Problem details: Set down every line of the data exactly, skipping the pictures.

____

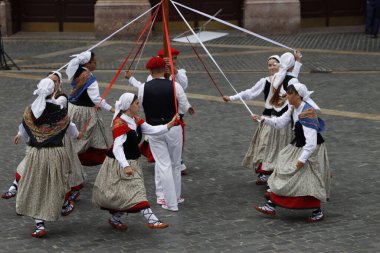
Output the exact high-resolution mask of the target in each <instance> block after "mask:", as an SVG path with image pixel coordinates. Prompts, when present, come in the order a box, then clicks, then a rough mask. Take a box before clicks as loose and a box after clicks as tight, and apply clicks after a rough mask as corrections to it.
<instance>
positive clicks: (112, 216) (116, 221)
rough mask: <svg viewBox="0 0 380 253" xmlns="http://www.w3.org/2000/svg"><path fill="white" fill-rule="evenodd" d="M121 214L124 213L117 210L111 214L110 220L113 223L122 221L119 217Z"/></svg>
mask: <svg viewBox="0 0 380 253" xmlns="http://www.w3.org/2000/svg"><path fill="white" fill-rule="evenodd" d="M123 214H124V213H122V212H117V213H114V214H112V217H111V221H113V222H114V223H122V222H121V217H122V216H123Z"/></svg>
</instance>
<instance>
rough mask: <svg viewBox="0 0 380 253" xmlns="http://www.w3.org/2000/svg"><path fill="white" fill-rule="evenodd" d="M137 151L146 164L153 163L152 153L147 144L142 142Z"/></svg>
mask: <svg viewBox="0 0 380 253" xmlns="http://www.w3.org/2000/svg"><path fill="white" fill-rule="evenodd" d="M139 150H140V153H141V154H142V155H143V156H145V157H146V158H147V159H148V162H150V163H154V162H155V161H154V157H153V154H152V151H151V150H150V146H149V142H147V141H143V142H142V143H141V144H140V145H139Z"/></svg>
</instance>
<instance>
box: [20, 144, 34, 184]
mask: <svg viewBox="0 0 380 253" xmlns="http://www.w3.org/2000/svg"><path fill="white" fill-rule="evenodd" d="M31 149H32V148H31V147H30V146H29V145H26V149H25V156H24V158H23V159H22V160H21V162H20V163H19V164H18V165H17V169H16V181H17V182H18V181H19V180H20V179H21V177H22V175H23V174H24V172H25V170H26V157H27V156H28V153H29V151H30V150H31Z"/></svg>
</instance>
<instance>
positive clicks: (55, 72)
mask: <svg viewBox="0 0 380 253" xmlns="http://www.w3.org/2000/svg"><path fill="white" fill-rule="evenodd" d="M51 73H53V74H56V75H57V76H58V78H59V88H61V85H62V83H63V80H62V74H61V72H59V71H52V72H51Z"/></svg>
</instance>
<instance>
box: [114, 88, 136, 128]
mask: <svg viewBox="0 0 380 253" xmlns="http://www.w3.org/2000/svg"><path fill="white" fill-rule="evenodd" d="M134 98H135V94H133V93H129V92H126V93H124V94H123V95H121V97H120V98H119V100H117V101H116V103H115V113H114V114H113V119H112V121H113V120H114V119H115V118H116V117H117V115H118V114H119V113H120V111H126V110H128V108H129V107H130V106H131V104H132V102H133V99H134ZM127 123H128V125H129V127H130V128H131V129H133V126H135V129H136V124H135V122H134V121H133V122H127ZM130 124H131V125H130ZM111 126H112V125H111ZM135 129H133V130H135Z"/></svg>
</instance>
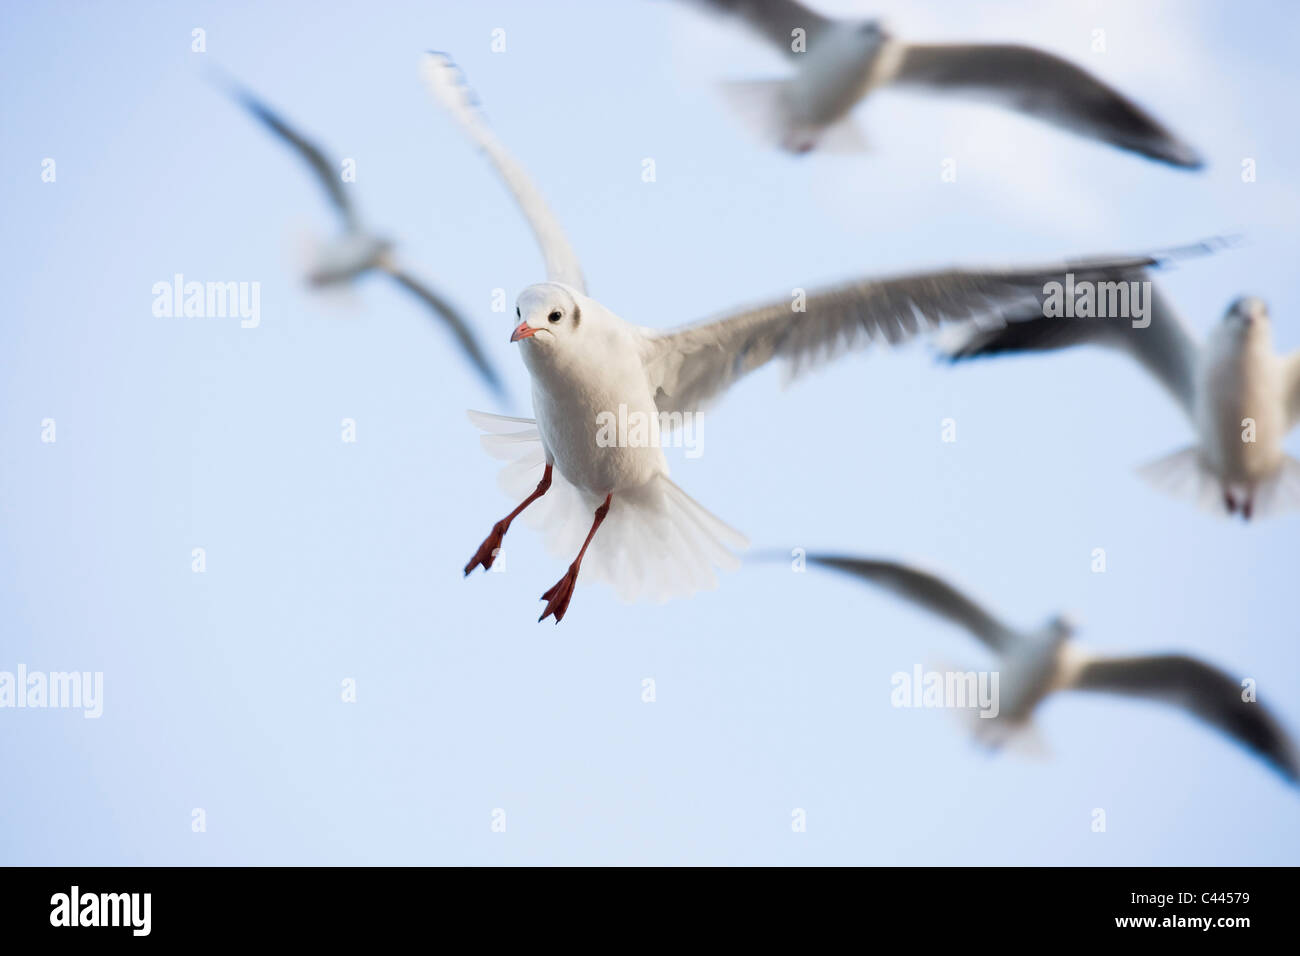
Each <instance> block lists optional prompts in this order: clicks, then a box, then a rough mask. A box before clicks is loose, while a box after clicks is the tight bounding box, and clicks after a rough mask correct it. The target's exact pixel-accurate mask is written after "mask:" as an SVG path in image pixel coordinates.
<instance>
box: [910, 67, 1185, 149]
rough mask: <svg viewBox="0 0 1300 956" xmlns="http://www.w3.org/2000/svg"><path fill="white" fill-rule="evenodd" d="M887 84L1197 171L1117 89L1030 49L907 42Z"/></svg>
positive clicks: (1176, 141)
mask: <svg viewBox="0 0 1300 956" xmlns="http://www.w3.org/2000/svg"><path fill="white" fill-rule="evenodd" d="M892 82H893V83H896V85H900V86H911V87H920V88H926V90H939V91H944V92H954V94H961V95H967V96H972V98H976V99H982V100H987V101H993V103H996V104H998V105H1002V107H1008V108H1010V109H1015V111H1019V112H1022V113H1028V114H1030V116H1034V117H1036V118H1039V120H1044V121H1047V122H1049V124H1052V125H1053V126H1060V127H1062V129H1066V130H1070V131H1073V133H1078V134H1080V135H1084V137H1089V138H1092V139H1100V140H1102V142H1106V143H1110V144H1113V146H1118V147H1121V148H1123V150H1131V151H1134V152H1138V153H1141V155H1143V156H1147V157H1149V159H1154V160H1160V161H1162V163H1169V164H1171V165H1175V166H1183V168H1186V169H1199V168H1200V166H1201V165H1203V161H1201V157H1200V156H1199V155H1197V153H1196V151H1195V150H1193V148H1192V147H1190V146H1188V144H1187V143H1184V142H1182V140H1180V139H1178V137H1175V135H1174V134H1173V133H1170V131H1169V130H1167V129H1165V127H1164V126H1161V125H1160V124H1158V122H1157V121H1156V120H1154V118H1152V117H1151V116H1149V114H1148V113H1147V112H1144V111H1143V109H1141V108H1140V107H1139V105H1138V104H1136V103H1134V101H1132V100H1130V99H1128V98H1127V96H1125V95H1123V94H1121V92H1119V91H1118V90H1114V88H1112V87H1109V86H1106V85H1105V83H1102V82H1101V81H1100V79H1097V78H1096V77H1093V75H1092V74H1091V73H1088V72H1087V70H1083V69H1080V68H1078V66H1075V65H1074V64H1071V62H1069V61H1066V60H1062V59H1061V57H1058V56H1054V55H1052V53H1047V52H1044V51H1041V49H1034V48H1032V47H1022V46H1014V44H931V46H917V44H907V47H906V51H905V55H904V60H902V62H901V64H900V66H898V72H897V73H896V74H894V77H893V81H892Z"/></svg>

____

Result below:
Output the exact high-resolution mask of the target in each <instance> block after "mask:", as an SVG path with image pixel coordinates. Prompts, when present, come in the order a box, then clicks, then a rough mask. Take a box before clicks as loose and a box after clicks as tight, and apply clicks after a rough mask as corrections to it.
<instance>
positive clicks: (112, 216) (116, 221)
rough mask: <svg viewBox="0 0 380 253" xmlns="http://www.w3.org/2000/svg"><path fill="white" fill-rule="evenodd" d="M121 214L124 213L117 210L111 214L110 220L113 223L122 221L119 217Z"/></svg>
mask: <svg viewBox="0 0 380 253" xmlns="http://www.w3.org/2000/svg"><path fill="white" fill-rule="evenodd" d="M123 214H124V213H122V212H117V213H114V214H112V217H111V221H113V222H114V223H122V222H121V217H122V216H123Z"/></svg>
</instance>
<instance>
rough mask: <svg viewBox="0 0 380 253" xmlns="http://www.w3.org/2000/svg"><path fill="white" fill-rule="evenodd" d="M137 151L146 164L153 163L152 153L147 144L142 142Z"/></svg>
mask: <svg viewBox="0 0 380 253" xmlns="http://www.w3.org/2000/svg"><path fill="white" fill-rule="evenodd" d="M139 150H140V153H141V154H142V155H143V156H145V157H146V158H147V159H148V162H150V163H154V162H155V161H154V157H153V154H152V151H151V150H150V146H149V142H147V141H143V142H142V143H141V144H140V145H139Z"/></svg>
</instance>
<instance>
box: [20, 144, 34, 184]
mask: <svg viewBox="0 0 380 253" xmlns="http://www.w3.org/2000/svg"><path fill="white" fill-rule="evenodd" d="M31 149H32V148H31V147H30V146H29V145H26V149H25V156H24V158H23V159H22V160H21V162H20V163H19V164H18V165H17V169H16V181H17V182H18V181H19V180H20V179H21V177H22V175H23V174H24V172H25V170H26V157H27V156H28V153H29V151H30V150H31Z"/></svg>
</instance>
<instance>
positive clicks: (55, 72)
mask: <svg viewBox="0 0 380 253" xmlns="http://www.w3.org/2000/svg"><path fill="white" fill-rule="evenodd" d="M51 73H53V74H56V75H57V76H58V78H59V88H61V85H62V83H63V80H62V74H61V72H59V71H52V72H51Z"/></svg>
</instance>
<instance>
box: [114, 88, 136, 128]
mask: <svg viewBox="0 0 380 253" xmlns="http://www.w3.org/2000/svg"><path fill="white" fill-rule="evenodd" d="M134 98H135V94H133V93H129V92H126V93H124V94H123V95H121V97H120V98H119V100H117V101H116V103H115V113H114V114H113V119H112V121H113V120H114V119H115V118H116V117H117V115H118V114H119V113H120V111H126V110H128V108H129V107H130V106H131V104H132V102H133V99H134ZM127 123H128V125H129V127H130V128H131V129H133V126H135V129H136V124H135V122H134V121H133V122H127ZM130 124H131V125H130ZM111 126H112V125H111ZM135 129H133V130H135Z"/></svg>
</instance>
Each <instance> block lists optional prompts in this order: clicks, then a box, then a rough mask. A box before clicks is loose, while a box after clicks is the tight bounding box, and clicks after a rough mask correct it. The target's exact pixel-accurate mask is written after "mask:" as an SVG path in image pixel coordinates.
<instance>
box: [910, 67, 1185, 149]
rough mask: <svg viewBox="0 0 1300 956" xmlns="http://www.w3.org/2000/svg"><path fill="white" fill-rule="evenodd" d="M887 84L1197 171L1117 89L1030 49L907 42Z"/></svg>
positive clicks: (1176, 141)
mask: <svg viewBox="0 0 1300 956" xmlns="http://www.w3.org/2000/svg"><path fill="white" fill-rule="evenodd" d="M892 82H893V83H896V85H900V86H911V87H920V88H926V90H939V91H944V92H954V94H961V95H967V96H972V98H976V99H982V100H987V101H993V103H996V104H998V105H1002V107H1008V108H1010V109H1015V111H1019V112H1022V113H1028V114H1030V116H1034V117H1036V118H1039V120H1044V121H1047V122H1049V124H1052V125H1053V126H1060V127H1062V129H1066V130H1070V131H1073V133H1078V134H1080V135H1084V137H1089V138H1092V139H1100V140H1102V142H1106V143H1110V144H1113V146H1118V147H1121V148H1123V150H1131V151H1134V152H1138V153H1141V155H1143V156H1147V157H1149V159H1154V160H1160V161H1162V163H1169V164H1171V165H1175V166H1183V168H1186V169H1199V168H1200V166H1201V165H1203V161H1201V157H1200V156H1199V155H1197V153H1196V151H1195V150H1193V148H1192V147H1190V146H1188V144H1187V143H1184V142H1182V140H1180V139H1178V137H1175V135H1174V134H1173V133H1170V131H1169V130H1167V129H1165V127H1164V126H1161V125H1160V124H1158V122H1157V121H1156V120H1154V118H1152V117H1151V116H1149V114H1148V113H1147V112H1144V111H1143V109H1141V108H1140V107H1139V105H1138V104H1136V103H1134V101H1132V100H1130V99H1128V98H1127V96H1125V95H1123V94H1121V92H1119V91H1118V90H1114V88H1112V87H1109V86H1106V85H1105V83H1102V82H1101V81H1100V79H1097V78H1096V77H1093V75H1092V74H1091V73H1088V72H1087V70H1083V69H1080V68H1078V66H1075V65H1074V64H1071V62H1069V61H1066V60H1062V59H1061V57H1058V56H1054V55H1052V53H1047V52H1044V51H1041V49H1034V48H1032V47H1022V46H1014V44H931V46H917V44H907V47H906V51H905V55H904V60H902V62H901V64H900V66H898V72H897V73H896V74H894V77H893V81H892Z"/></svg>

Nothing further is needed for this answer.